WORK ITEM: Within the data that follows, set down exactly the lines from the one containing "like [[241, 31]]." through the one containing "like [[441, 279]].", both ends included.

(Stored data entries)
•••

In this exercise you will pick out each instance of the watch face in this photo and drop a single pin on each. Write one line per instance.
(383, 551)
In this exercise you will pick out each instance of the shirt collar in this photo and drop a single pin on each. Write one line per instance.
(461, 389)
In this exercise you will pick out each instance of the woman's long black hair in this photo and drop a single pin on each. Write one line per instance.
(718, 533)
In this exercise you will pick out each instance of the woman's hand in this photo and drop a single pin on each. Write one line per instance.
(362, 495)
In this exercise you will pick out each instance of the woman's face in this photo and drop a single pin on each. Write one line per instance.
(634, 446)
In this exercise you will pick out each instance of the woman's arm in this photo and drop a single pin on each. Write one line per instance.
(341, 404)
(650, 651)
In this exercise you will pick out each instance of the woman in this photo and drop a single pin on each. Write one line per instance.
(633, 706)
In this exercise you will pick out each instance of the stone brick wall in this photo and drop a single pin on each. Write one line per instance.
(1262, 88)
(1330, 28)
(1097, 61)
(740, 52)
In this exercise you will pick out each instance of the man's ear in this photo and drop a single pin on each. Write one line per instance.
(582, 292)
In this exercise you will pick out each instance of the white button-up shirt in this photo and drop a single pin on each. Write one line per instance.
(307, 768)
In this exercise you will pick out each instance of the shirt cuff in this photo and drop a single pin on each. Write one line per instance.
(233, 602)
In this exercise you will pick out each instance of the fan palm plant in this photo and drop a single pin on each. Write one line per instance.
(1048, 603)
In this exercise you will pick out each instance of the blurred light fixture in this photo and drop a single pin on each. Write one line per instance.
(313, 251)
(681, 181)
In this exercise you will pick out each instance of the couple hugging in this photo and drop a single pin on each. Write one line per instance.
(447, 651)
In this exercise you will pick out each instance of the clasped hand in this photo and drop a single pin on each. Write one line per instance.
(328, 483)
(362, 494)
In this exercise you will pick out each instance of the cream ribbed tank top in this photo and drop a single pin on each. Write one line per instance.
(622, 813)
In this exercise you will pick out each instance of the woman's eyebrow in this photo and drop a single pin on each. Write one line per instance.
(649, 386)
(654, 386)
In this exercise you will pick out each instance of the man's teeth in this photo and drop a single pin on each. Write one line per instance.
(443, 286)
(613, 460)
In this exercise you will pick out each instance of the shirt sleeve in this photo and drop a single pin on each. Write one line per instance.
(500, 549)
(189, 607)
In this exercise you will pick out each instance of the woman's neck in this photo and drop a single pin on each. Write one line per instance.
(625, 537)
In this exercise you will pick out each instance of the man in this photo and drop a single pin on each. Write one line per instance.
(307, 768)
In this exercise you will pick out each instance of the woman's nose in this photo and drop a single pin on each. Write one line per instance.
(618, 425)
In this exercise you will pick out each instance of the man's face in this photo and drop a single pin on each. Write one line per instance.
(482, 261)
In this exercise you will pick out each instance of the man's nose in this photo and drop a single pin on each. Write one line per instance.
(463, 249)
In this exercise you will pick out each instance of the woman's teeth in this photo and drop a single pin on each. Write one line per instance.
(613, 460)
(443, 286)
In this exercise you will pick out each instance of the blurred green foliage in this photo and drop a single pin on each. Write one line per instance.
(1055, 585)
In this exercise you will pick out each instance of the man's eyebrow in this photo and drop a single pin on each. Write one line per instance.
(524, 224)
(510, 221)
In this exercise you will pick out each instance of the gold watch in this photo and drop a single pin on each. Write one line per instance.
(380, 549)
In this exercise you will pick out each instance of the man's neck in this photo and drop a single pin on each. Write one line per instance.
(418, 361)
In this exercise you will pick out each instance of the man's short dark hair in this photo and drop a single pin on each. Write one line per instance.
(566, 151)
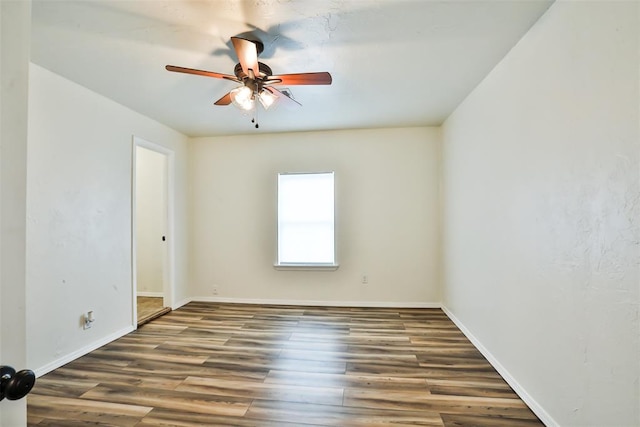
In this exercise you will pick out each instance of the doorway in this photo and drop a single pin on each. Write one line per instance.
(151, 236)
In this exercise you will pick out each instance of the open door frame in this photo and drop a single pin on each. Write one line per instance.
(169, 275)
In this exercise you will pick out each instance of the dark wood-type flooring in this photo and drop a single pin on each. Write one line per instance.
(209, 364)
(150, 308)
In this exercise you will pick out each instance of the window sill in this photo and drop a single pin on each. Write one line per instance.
(307, 267)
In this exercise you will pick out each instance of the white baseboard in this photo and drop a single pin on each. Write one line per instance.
(150, 294)
(81, 352)
(515, 385)
(306, 303)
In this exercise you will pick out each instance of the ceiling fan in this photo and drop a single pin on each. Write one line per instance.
(256, 79)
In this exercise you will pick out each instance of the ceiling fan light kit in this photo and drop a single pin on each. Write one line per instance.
(256, 79)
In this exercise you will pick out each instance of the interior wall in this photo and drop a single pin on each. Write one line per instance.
(79, 208)
(15, 35)
(151, 219)
(542, 213)
(387, 213)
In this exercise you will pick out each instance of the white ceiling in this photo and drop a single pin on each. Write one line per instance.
(394, 63)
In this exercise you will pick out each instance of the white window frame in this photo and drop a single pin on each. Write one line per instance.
(328, 266)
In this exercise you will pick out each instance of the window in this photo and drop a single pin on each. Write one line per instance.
(306, 220)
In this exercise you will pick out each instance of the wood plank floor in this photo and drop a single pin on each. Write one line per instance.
(150, 308)
(209, 364)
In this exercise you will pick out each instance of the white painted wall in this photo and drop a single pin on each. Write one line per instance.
(79, 216)
(15, 36)
(541, 171)
(387, 195)
(151, 221)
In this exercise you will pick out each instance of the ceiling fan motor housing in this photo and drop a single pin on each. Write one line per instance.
(264, 71)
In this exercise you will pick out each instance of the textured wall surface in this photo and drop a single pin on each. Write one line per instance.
(387, 213)
(79, 215)
(542, 213)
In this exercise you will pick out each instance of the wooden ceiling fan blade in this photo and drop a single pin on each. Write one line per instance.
(247, 52)
(322, 78)
(177, 69)
(225, 100)
(282, 97)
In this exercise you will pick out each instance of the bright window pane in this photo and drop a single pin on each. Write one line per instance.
(306, 218)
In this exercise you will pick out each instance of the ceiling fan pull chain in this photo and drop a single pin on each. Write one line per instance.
(255, 114)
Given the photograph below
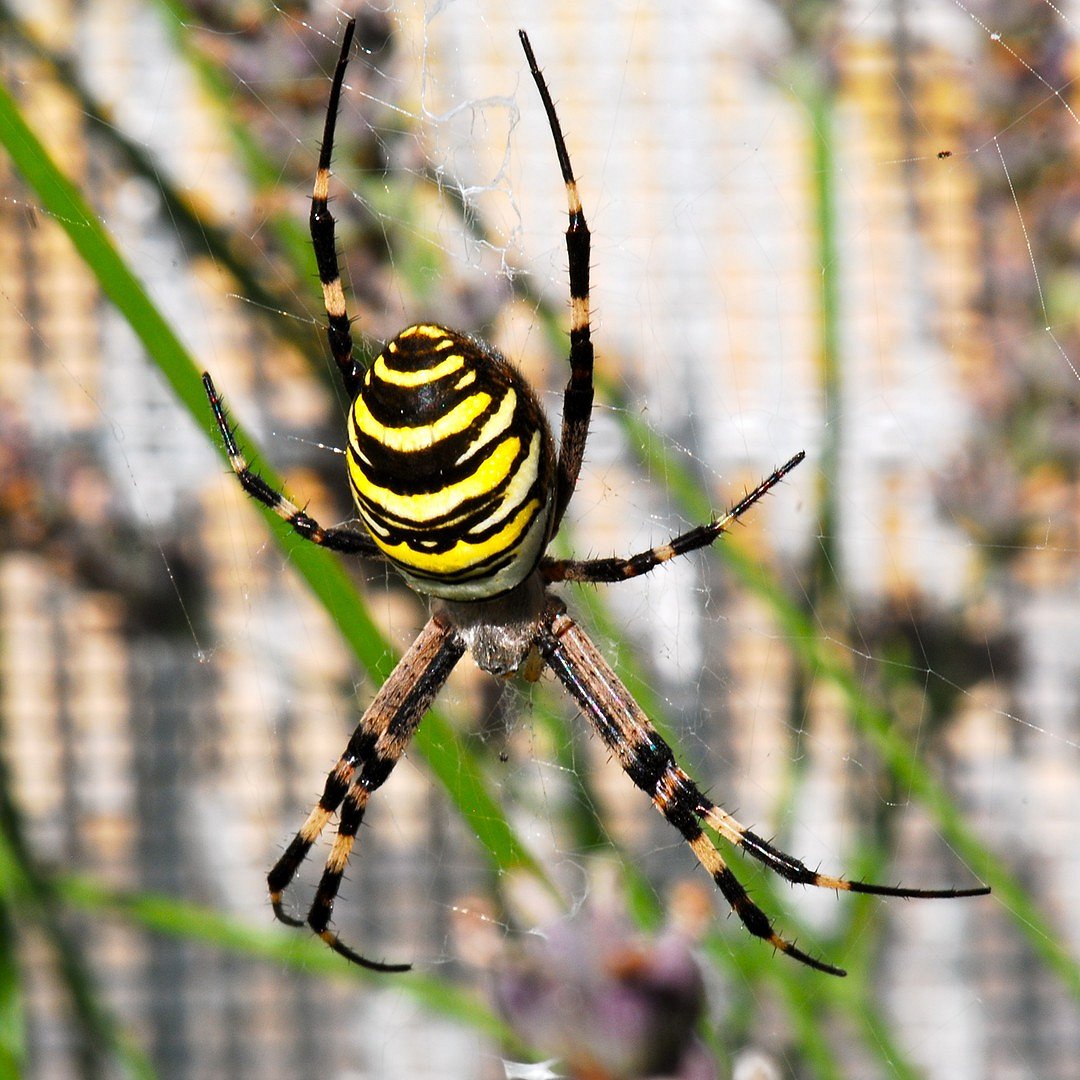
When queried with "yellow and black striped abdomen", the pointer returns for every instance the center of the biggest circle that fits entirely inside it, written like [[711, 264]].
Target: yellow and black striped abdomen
[[451, 464]]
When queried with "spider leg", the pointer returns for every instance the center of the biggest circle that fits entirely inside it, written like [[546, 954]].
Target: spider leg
[[321, 225], [649, 763], [620, 569], [375, 747], [578, 396], [348, 541]]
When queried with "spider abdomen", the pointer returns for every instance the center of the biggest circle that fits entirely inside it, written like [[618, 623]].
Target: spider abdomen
[[451, 464]]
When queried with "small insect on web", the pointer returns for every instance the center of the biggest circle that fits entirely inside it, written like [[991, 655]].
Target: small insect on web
[[459, 485]]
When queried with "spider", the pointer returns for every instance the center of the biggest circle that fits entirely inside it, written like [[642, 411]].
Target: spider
[[459, 486]]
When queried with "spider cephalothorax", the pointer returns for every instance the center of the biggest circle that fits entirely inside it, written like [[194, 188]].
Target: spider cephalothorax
[[458, 485]]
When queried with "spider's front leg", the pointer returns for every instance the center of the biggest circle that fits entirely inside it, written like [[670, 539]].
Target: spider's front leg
[[376, 746], [649, 761]]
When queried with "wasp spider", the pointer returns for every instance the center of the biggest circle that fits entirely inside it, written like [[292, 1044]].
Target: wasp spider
[[459, 485]]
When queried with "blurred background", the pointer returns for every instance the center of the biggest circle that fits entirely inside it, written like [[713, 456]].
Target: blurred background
[[839, 227]]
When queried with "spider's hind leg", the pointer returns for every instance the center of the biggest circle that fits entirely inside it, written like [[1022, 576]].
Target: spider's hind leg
[[375, 747], [345, 540], [596, 570]]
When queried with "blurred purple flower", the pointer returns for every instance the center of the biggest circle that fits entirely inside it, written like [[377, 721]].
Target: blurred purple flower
[[607, 1002]]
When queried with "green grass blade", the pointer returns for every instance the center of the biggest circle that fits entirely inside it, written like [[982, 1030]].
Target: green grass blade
[[449, 759]]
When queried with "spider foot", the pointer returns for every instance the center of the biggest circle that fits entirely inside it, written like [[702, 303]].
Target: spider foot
[[335, 943], [281, 915]]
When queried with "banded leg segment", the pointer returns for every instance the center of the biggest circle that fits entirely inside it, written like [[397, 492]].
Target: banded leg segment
[[578, 396], [621, 569], [348, 541], [648, 760], [375, 747], [321, 225]]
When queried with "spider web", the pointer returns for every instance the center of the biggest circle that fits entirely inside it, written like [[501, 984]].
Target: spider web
[[850, 233]]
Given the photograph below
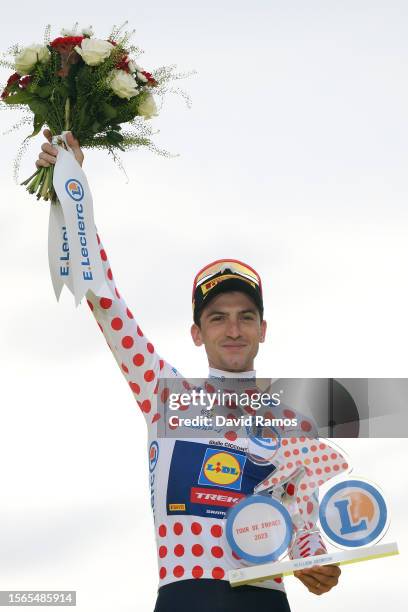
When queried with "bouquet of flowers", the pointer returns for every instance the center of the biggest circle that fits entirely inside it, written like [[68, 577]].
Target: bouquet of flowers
[[92, 87]]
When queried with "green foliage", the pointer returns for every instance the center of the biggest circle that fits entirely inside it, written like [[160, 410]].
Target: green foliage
[[73, 95]]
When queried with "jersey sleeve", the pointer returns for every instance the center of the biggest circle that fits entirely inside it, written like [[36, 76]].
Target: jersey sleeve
[[135, 355]]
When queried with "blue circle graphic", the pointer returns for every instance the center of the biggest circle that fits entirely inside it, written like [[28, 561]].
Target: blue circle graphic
[[248, 501], [368, 488], [74, 189]]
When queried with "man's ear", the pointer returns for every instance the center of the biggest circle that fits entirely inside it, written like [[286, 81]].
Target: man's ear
[[196, 335], [263, 331]]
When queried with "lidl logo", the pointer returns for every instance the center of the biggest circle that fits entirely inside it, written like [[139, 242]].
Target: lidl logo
[[153, 455], [353, 513], [222, 468], [74, 189]]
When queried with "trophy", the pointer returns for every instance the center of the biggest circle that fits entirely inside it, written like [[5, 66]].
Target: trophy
[[281, 516]]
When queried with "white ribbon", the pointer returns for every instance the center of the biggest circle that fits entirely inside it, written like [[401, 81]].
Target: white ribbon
[[73, 252]]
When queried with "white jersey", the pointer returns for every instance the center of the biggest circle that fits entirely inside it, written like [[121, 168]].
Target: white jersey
[[188, 508]]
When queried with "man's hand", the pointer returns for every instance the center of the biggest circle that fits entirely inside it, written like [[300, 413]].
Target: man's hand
[[320, 578], [48, 156]]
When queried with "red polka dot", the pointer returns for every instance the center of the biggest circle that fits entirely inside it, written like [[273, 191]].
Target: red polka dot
[[127, 342], [178, 528], [145, 406], [197, 550], [290, 489], [149, 375], [162, 551], [162, 573], [135, 387], [197, 571], [218, 573], [178, 571], [105, 303], [216, 531], [116, 323], [138, 359]]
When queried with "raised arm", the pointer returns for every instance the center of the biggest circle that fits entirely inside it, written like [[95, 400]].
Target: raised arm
[[135, 355]]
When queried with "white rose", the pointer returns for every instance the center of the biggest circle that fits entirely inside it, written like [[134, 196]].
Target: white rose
[[123, 84], [148, 107], [87, 31], [94, 51], [26, 60], [141, 77]]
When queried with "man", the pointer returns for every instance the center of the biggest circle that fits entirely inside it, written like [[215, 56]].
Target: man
[[193, 555]]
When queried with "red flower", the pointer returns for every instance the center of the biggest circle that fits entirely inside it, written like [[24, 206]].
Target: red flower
[[149, 77], [66, 40], [13, 79], [25, 81], [123, 64]]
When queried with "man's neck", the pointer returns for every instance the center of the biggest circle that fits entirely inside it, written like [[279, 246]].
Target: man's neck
[[214, 373]]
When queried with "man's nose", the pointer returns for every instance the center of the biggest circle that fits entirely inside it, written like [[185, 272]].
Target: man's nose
[[233, 329]]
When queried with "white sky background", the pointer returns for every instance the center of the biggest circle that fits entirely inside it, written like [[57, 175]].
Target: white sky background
[[293, 158]]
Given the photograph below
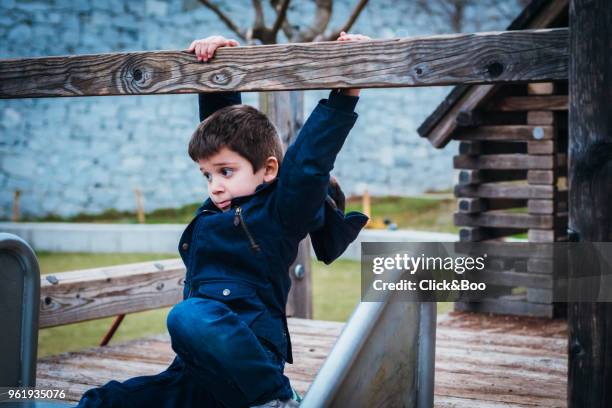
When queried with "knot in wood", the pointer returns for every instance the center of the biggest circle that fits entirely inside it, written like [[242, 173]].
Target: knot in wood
[[137, 75], [494, 69]]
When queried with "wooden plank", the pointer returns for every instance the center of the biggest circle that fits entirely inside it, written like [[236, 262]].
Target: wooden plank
[[541, 177], [507, 249], [503, 220], [505, 190], [541, 207], [476, 118], [514, 307], [438, 126], [538, 235], [531, 103], [484, 176], [476, 234], [491, 147], [101, 292], [541, 147], [511, 278], [590, 146], [494, 57], [508, 133], [543, 88], [504, 161], [540, 265], [475, 205]]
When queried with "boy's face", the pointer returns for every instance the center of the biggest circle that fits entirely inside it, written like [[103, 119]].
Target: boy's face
[[230, 175]]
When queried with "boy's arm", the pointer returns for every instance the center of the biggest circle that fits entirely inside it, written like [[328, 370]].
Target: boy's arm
[[209, 103], [305, 171]]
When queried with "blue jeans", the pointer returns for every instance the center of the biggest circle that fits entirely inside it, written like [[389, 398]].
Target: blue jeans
[[220, 363]]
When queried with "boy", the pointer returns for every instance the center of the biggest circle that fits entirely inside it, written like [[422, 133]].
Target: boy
[[230, 332]]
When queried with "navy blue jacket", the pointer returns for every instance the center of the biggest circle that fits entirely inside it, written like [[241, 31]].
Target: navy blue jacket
[[242, 257]]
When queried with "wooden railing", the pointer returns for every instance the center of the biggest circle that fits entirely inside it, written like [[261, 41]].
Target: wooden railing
[[479, 58]]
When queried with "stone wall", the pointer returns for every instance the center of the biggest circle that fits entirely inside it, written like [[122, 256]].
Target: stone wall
[[72, 155]]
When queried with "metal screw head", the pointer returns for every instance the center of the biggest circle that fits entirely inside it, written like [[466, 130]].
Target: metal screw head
[[538, 133], [299, 271]]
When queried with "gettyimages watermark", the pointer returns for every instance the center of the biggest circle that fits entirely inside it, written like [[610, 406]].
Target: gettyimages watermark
[[460, 271]]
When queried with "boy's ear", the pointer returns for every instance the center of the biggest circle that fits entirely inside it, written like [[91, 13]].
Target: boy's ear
[[270, 169]]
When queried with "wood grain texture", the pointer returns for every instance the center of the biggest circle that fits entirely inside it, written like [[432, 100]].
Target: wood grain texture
[[503, 220], [505, 190], [508, 133], [479, 58]]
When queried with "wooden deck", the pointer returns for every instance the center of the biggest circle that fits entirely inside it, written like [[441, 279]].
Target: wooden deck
[[481, 361]]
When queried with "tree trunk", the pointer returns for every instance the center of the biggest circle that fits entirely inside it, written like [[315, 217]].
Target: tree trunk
[[590, 186], [286, 111]]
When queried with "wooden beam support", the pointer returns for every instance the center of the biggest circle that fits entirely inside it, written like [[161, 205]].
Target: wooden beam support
[[531, 103], [506, 161], [479, 58], [503, 220], [590, 186], [102, 292], [484, 176], [505, 133], [505, 190], [476, 205]]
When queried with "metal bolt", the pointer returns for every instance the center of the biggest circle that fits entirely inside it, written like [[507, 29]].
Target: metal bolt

•••

SOLUTION FOR THIS PROBLEM:
When queried with "navy blue jacket", the pointer returns for every instance the center of the biggest circle that fits entirely inside it, written like [[241, 31]].
Target: navy blue jacket
[[242, 257]]
When queried with "wooden railing", the pointer returns for every instance the center of the biggest circle that fits entirely inside it, written like [[261, 41]].
Target: wooden railing
[[479, 58]]
When queried with "stone wall", the pointer returns for every instance the center of the biggest circle that fits entirely inside it, written like [[122, 256]].
Target: stone wall
[[72, 155]]
When queried with "metal screw head", the pointer returns for every instance the center of the biggest circle that fits entirely inside it, written like [[466, 130]].
Target: metal screw head
[[538, 133], [299, 271]]
When queried with "gettyimages watermark", the pointer returns for every instance the center of the biggest circle that fits entirely inside it, written like [[610, 406]].
Target: gettyimages watermark
[[460, 271]]
When queried with "boy's ear", the pointer returns for every instance the center of the biggest circle that fits entirely inside it, written like [[91, 13]].
Target: boy's ear
[[270, 169]]
When queried with "wood grain texture", the pointer returns for every instance the center of the biggest circle that fits entirely inside it, written like [[432, 100]].
Target: wood grain texture
[[503, 220], [505, 190], [508, 133], [479, 58]]
When queried with "wooden deck", the pointer returns for every instance the center of the biggest circle that fits entirely inside it, written like [[441, 279]].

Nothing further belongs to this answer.